**ТЕКСТ ДЛЯ ЧТЕНИЯ**
· · · · · · ·

Сюжет этой сказочки кажется очень простеньким и наивным, но в ней, как, впрочем, и в других сказках, скрывается глубочайший смысл. Итак, начнём разбор. (Сказка в обработке А. Н. Толстого) «Жили мужик да баба. У них была дочка да сынок маленький. — Доченька, — говорила мать, — мы пойдем на работу, береги братца! Не ходи со двора, будь умницей — мы купим тебе платочек. Отец с матерью ушли, а дочка позабыла, что ей приказывали: посадила братца на травке под окошко, сама побежала на улицу, заигралась, загулялась. Налетели гуси-лебеди, подхватили мальчика, унесли на крыльях. Вернулась девочка, глядь — братца нету! Ахнула, кинулась туда-сюда — нету! Она его кликала, слезами заливалась, причитывала, что худо будет от отца с матерью, — братец не откликнулся. Выбежала она в чистое поле и только видела: метнулись вдалеке гуси-лебеди и пропали за темным лесом. Тут она догадалась, что они унесли ее братца: про гусей-лебедей давно шла дурная слава — что они пошаливали, маленьких детей уносили».

· · · · · · ·

**ЧТО НУЖНО СДЕЛАТЬ**
Что, согласно тексту для чтения, мать пообещала купить дочке, если та будет умницей?

**ФРАГМЕНТ ДАННЫХ**
· · · · · · ·

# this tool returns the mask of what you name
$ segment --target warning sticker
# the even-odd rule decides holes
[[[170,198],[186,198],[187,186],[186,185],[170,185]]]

· · · · · · ·

**ПОЛНОЕ РЕШЕНИЕ**
Мать пообещала купить дочке платочек.